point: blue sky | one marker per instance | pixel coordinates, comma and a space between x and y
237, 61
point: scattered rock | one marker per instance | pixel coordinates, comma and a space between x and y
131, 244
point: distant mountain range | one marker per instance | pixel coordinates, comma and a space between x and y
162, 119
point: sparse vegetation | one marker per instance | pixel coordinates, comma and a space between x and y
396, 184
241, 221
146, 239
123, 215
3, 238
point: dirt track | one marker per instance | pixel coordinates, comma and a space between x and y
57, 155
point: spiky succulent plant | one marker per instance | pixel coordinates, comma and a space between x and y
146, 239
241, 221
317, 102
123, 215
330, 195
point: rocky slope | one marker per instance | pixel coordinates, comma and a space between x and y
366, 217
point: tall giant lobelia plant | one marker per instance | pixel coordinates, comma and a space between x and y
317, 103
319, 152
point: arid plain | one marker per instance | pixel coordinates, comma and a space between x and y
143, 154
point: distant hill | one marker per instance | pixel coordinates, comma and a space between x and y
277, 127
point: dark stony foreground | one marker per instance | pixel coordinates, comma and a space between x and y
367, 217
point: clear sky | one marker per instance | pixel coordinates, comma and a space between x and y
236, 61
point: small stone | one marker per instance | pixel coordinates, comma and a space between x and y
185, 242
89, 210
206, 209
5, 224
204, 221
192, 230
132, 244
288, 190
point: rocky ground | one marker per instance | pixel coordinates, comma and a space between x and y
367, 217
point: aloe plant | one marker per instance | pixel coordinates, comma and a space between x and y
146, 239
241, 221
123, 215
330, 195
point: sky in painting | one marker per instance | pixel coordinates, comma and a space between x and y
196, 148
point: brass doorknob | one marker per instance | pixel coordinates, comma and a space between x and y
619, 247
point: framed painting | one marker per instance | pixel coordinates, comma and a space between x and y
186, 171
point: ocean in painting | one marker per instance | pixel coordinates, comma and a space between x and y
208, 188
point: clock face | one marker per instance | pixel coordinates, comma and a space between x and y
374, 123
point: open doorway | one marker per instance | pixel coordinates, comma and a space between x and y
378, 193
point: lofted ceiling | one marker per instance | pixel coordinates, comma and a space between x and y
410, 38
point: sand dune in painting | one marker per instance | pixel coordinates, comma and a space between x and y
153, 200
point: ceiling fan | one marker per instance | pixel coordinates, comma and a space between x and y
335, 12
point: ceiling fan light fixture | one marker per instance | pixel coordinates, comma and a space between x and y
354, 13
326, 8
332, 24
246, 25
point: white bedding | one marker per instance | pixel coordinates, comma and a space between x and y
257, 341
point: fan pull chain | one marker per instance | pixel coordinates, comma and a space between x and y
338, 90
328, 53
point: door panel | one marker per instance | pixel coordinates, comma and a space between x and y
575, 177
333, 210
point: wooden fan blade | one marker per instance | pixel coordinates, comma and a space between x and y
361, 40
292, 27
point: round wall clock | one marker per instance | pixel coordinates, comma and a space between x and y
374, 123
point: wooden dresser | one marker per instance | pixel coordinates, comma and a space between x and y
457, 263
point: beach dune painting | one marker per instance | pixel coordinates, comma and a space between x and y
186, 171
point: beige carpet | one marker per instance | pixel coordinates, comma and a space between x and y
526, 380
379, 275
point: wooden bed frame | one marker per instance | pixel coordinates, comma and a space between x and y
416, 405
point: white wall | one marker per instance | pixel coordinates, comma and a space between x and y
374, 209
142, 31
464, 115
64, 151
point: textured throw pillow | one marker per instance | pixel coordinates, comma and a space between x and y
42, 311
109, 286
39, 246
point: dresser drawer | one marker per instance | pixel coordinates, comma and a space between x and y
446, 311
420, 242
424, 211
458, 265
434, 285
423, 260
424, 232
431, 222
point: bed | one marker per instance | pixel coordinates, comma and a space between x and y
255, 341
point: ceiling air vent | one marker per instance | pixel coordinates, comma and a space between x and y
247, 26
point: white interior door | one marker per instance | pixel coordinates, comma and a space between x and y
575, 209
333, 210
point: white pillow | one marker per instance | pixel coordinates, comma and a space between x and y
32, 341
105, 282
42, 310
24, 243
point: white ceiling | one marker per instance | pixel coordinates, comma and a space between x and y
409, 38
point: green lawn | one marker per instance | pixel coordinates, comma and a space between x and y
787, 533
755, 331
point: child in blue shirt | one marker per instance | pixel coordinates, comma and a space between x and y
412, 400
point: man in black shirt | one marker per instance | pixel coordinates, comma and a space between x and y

_Work required_
The lines to quote run from the one containing "point: round wall" through the final line of the material above; please give them exactly, both ends included, and nothing else.

_Written solution_
point: round wall clock | one marker per instance | pixel coordinates, comma and a space between x and y
374, 123
point: wooden dresser | one marker per instance | pixel coordinates, comma and a space between x and y
457, 263
point: beach dune painting | one marker per instance | pixel coordinates, comma and a space between x and y
186, 171
point: beige carpet | one marker per instance | pixel coordinates, comma and a space between x and y
526, 380
379, 275
point: wooden bed frame | one marker per instance | pixel coordinates, comma and a space between x and y
416, 405
point: white wall | one marker per instance | pixel coordinates, comma and a space between x and y
374, 209
142, 31
464, 115
64, 151
point: textured throw pillow | one marker per instance | pixel coordinates, comma and a space between x and y
42, 311
109, 286
39, 246
point: dresser drawer | one marker per instance | pixel coordinates, comma and a space between x and y
446, 311
420, 242
424, 211
458, 265
434, 285
423, 260
424, 232
431, 222
point: bed | one marker per instance | pixel coordinates, comma and a space between x and y
255, 341
point: ceiling air vent | one marker per instance | pixel coordinates, comma and a space between x and y
247, 26
point: white interior door | one marker per instance | pixel coordinates, comma and a space between x and y
575, 209
333, 210
point: white pillow | one marker per instance | pixel coordinates, comma and a space between x and y
32, 341
105, 282
42, 310
24, 243
point: white ceiling | one marker per instance | pixel coordinates, comma and a space between x and y
409, 38
point: green lawn | one marker per instance | pixel coordinates, comma and a space between x and y
787, 533
755, 331
point: child in blue shirt | one marker per instance | pixel coordinates, comma and a space between x and y
412, 400
point: man in black shirt | one marker per instance | pixel coordinates, comma and a space between x and y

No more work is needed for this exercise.